5 Lies () is a 2007 Norwegian drama film directed by Lars Daniel Krutzkoff Jacobsen, starring Pia Tjelta, Gard B. Eidsvold and Kim Sørensen. It follows five different people through the course of one day in Oslo.

Synopsis
The film follows five people throughout a single day, showing how their lives intersect.

Cast
 Michalis Koutsogiannakis as Ragnar 
 Pia Tjelta as Maya
 Gard Eidsvold as Torgrim 
 Kim Sørensen as Ulrik
 Jon Skolmen as Ole Gunnar
 Line Verndal as Angela
 Henrik Rafaelsen as Jørn
 Frank Kjosås as Stian
 Ingvild Lien as Rita 
 Naeem Azam as Lege

Production 
5 Lies marked Jacobsen's feature film debut. He was given a budget of approximately NOK 14 million and Jacobsen intended for the film's main message to center around "the terror of good", which he described as "a political correctness where people increasingly have to suppress aspects of themselves to be accepted." Pia Tjelta was confirmed as one of the film's stars and would be portraying a mail order bride.

> SET TASKS
a. According to the film entry, who directed 5 Lies?
b. Rewrite the part of the film entry that opens with the words containing "5 Lies () is" and closes with "their lives intersect.", replacing "Oslo" with "Bergen".
Rely only on the film entry for your answers.

Polygon annotations on photos:
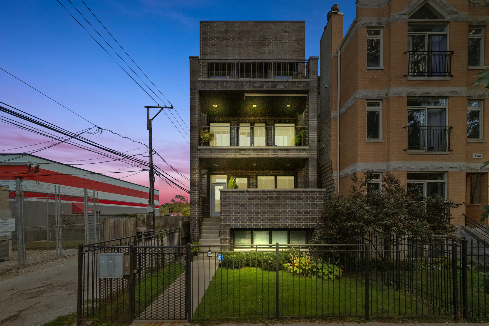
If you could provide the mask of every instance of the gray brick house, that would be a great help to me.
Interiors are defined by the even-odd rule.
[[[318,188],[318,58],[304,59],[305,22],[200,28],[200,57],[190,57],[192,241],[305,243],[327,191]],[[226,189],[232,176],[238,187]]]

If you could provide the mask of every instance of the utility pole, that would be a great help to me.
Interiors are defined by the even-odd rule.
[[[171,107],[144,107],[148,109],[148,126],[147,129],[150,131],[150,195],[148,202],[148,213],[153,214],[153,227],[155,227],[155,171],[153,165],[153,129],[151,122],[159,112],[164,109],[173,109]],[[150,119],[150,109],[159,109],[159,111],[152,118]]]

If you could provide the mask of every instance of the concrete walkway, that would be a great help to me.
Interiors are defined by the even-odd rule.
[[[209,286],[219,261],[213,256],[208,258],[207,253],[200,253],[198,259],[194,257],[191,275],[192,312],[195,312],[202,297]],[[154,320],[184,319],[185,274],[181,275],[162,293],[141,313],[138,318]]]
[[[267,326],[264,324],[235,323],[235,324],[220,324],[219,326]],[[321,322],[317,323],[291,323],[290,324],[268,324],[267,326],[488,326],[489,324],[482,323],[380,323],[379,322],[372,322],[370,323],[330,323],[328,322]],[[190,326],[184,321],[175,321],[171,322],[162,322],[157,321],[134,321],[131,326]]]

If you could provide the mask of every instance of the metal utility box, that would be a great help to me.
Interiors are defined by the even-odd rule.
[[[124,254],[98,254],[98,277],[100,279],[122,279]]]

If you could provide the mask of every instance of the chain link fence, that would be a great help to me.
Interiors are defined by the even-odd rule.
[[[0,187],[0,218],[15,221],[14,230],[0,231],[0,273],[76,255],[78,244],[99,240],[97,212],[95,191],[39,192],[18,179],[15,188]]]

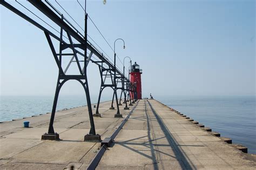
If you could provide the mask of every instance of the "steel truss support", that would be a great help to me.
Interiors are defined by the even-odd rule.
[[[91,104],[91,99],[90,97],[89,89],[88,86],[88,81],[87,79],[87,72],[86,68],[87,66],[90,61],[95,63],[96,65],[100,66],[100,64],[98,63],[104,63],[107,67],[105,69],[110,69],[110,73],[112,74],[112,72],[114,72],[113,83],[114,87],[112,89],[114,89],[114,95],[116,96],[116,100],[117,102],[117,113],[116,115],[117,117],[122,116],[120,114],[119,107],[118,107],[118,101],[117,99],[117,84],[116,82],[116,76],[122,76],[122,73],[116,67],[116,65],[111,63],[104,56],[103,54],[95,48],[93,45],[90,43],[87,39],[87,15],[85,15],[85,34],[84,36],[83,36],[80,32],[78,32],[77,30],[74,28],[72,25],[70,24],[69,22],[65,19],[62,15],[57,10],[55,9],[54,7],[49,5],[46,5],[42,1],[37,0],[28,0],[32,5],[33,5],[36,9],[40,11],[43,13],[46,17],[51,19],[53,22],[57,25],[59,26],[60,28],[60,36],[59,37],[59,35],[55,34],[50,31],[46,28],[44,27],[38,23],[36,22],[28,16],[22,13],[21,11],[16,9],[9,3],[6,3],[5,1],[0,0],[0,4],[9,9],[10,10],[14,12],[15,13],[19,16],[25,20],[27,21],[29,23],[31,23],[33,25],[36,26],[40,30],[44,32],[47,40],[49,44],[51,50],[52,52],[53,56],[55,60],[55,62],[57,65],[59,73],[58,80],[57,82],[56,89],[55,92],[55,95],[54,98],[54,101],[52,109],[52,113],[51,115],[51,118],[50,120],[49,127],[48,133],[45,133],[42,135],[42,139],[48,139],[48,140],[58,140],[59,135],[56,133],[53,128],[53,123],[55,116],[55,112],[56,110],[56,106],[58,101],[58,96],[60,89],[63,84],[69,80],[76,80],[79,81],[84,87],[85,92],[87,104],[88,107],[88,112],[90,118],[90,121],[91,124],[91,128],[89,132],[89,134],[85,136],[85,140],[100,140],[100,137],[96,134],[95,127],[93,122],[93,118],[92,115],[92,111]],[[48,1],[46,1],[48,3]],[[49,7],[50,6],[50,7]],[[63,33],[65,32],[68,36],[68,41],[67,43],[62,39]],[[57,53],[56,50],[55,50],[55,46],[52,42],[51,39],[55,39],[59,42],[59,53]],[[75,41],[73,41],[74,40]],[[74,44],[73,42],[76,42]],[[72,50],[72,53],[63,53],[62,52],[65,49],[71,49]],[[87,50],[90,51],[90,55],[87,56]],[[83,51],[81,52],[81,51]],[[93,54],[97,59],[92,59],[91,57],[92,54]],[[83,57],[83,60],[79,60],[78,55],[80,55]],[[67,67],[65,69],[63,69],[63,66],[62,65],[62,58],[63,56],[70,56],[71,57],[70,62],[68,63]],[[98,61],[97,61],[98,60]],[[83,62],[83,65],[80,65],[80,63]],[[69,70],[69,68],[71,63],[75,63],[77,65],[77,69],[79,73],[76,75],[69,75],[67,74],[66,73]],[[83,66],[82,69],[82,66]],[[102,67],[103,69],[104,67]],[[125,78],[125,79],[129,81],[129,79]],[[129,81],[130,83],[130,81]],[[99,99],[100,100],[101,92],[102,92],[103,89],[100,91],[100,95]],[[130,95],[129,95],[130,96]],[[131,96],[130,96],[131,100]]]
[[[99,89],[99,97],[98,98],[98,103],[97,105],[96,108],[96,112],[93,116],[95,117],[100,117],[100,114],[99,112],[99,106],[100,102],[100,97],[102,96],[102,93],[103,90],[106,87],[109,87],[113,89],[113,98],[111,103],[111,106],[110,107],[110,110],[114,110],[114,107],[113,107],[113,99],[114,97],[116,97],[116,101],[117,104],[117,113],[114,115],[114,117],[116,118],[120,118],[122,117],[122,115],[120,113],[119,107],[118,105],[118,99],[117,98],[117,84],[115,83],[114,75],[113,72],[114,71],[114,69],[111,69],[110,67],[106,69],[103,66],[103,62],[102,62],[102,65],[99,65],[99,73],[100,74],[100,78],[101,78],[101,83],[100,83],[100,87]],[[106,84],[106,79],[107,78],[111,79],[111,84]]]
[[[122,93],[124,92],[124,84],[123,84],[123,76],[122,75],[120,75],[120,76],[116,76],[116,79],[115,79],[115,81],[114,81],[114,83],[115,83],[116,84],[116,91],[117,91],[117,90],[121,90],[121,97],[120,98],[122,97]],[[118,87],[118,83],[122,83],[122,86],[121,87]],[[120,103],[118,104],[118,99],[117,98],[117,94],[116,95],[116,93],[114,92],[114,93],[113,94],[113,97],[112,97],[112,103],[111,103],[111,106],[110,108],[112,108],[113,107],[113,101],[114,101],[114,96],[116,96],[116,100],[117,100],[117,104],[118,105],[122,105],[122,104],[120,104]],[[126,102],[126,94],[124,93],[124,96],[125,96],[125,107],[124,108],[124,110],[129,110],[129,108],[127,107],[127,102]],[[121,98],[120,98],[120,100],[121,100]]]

> EXERCISE SOLUTIONS
a. Lars Daniel Krutzkoff Jacobsen

b.
5 Lies () is a 2007 Norwegian drama film directed by Lars Daniel Krutzkoff Jacobsen, starring Pia Tjelta, Gard B. Eidsvold and Kim Sørensen. It follows five different people through the course of one day in Bergen.

Synopsis
The film follows five people throughout a single day, showing how their lives intersect.